§ **YOUR OBJECTIVE**:
Return the data exactly, without pictures.

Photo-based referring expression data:
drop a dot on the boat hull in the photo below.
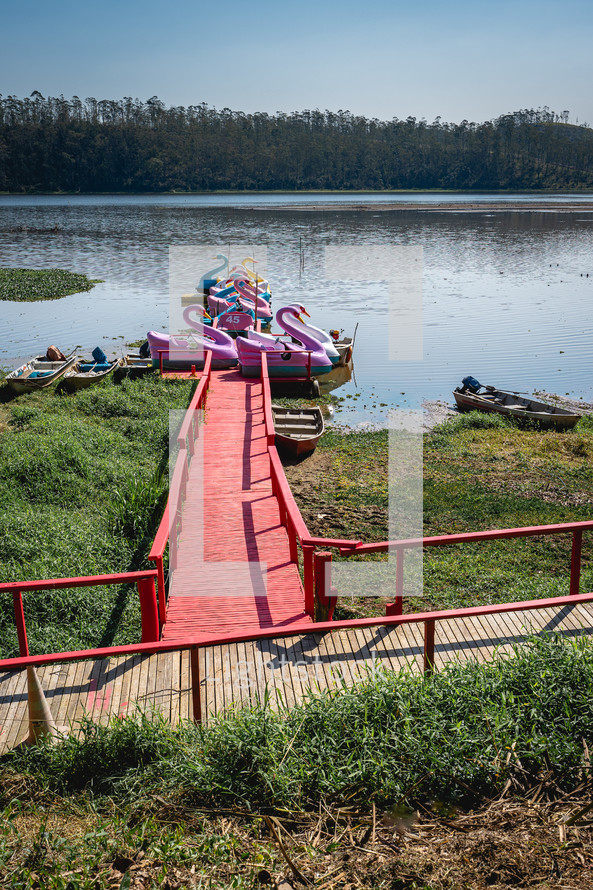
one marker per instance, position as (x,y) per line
(177,353)
(297,430)
(74,379)
(37,374)
(507,404)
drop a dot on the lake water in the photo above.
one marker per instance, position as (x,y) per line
(504,294)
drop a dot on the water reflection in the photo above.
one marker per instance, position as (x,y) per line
(506,295)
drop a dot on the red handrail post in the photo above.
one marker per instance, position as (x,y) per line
(196,692)
(161,589)
(575,561)
(308,552)
(292,538)
(429,646)
(148,609)
(324,605)
(19,617)
(397,607)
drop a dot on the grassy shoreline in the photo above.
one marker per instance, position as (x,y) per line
(83,482)
(352,787)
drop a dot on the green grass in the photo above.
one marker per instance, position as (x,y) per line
(479,472)
(142,803)
(83,482)
(457,736)
(28,285)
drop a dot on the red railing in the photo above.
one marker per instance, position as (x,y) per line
(319,596)
(428,619)
(399,547)
(143,580)
(170,526)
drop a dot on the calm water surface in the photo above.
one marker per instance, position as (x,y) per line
(506,295)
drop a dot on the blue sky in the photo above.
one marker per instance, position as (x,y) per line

§ **PROBLEM SOLUTION**:
drop a dot on the boat hull in the photo below.
one marker per instance, position as (x,y) per line
(177,353)
(297,430)
(74,379)
(37,374)
(507,404)
drop a dot on the lake water in the photo above.
one marker per instance, position as (x,y) per line
(504,294)
drop a dot on the water reflection in the photo above.
one marker per instance, position as (x,y) per line
(506,295)
drop a dot on the red handrail post in the photo above.
one marker per instance, position as (x,y) per line
(196,692)
(161,589)
(575,561)
(308,552)
(292,538)
(429,646)
(148,609)
(324,605)
(19,617)
(397,607)
drop a dot on the grassy shoreline in the photo above.
one marker per instance, position as (x,y) per line
(83,482)
(352,787)
drop a dot on the green grass in the photo above.
one marker per instance, position as (x,y) per line
(479,472)
(142,803)
(83,482)
(457,736)
(28,285)
drop a dot on the red railing in the photo above.
one marker per instance, position as (x,y) per line
(319,596)
(428,619)
(399,547)
(143,580)
(170,526)
drop a dot on the calm water surface in the photo above.
one marker per instance, position as (x,y) per line
(506,295)
drop a dot on the blue sky in the photo above.
one marker per instance, position as (x,y) per line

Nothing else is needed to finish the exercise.